Exercise goal>
Set down the line that contains "Question: In the above interface, where exactly is the striped" and every line after it to the end of the entries, exactly as they stand and nothing more.

· · · · · · ·

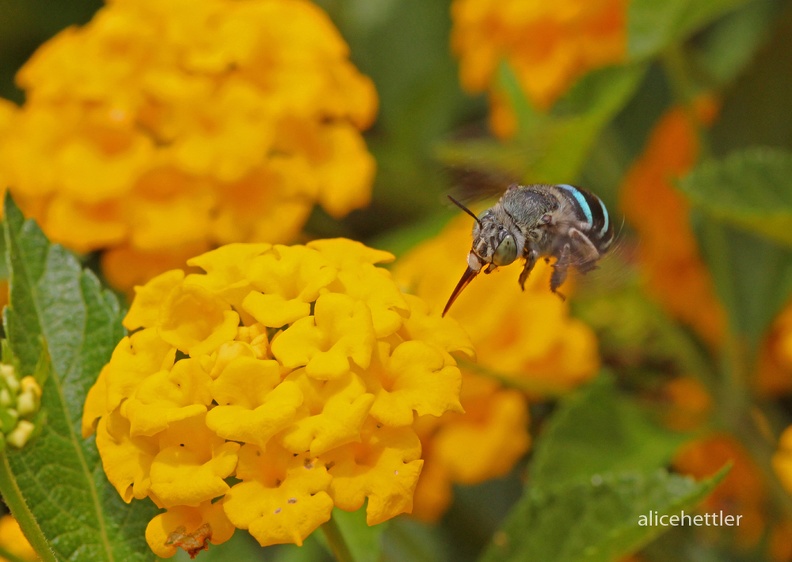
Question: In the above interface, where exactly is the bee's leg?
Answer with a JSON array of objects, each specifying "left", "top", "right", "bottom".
[
  {"left": 550, "top": 244, "right": 572, "bottom": 300},
  {"left": 519, "top": 250, "right": 539, "bottom": 291}
]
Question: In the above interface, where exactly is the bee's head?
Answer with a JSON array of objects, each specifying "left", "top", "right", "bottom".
[
  {"left": 468, "top": 209, "right": 517, "bottom": 273},
  {"left": 443, "top": 196, "right": 518, "bottom": 316}
]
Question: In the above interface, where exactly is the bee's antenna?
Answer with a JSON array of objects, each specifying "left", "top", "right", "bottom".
[{"left": 448, "top": 195, "right": 482, "bottom": 226}]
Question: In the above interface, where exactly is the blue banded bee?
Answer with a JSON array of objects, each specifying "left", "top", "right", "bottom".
[{"left": 443, "top": 184, "right": 614, "bottom": 316}]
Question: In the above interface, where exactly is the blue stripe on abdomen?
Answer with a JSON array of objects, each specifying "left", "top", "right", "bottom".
[
  {"left": 558, "top": 183, "right": 592, "bottom": 227},
  {"left": 595, "top": 195, "right": 610, "bottom": 238}
]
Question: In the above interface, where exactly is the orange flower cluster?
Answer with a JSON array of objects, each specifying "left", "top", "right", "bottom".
[
  {"left": 394, "top": 216, "right": 599, "bottom": 520},
  {"left": 451, "top": 0, "right": 627, "bottom": 137},
  {"left": 83, "top": 239, "right": 473, "bottom": 557},
  {"left": 621, "top": 99, "right": 725, "bottom": 344},
  {"left": 0, "top": 0, "right": 377, "bottom": 288}
]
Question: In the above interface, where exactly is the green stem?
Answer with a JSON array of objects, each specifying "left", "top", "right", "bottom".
[
  {"left": 0, "top": 451, "right": 57, "bottom": 562},
  {"left": 322, "top": 517, "right": 354, "bottom": 562},
  {"left": 0, "top": 546, "right": 27, "bottom": 562}
]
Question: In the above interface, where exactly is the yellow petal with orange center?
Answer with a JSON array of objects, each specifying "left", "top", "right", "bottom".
[
  {"left": 322, "top": 422, "right": 423, "bottom": 525},
  {"left": 146, "top": 501, "right": 236, "bottom": 558},
  {"left": 121, "top": 359, "right": 212, "bottom": 435},
  {"left": 206, "top": 357, "right": 303, "bottom": 448},
  {"left": 280, "top": 371, "right": 374, "bottom": 455},
  {"left": 223, "top": 443, "right": 333, "bottom": 546},
  {"left": 272, "top": 293, "right": 375, "bottom": 380},
  {"left": 158, "top": 283, "right": 239, "bottom": 355},
  {"left": 364, "top": 341, "right": 462, "bottom": 426}
]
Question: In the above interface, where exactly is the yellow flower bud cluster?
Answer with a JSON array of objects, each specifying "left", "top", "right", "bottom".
[
  {"left": 0, "top": 0, "right": 377, "bottom": 289},
  {"left": 83, "top": 239, "right": 472, "bottom": 556},
  {"left": 0, "top": 364, "right": 41, "bottom": 449}
]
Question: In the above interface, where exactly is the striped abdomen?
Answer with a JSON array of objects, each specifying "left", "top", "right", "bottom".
[{"left": 556, "top": 184, "right": 614, "bottom": 253}]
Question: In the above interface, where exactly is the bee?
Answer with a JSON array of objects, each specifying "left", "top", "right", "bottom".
[{"left": 443, "top": 184, "right": 614, "bottom": 316}]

· · · · · · ·

Result of the task>
Question: In the above interface, where exactly is the striped abdomen?
Answer with a JSON array of objects, each specifying "left", "top", "right", "bottom".
[{"left": 556, "top": 184, "right": 614, "bottom": 253}]
Question: In the above interface, where exactly is the bee?
Answer with a JSON array of objects, each specifying "left", "top", "right", "bottom".
[{"left": 443, "top": 184, "right": 614, "bottom": 316}]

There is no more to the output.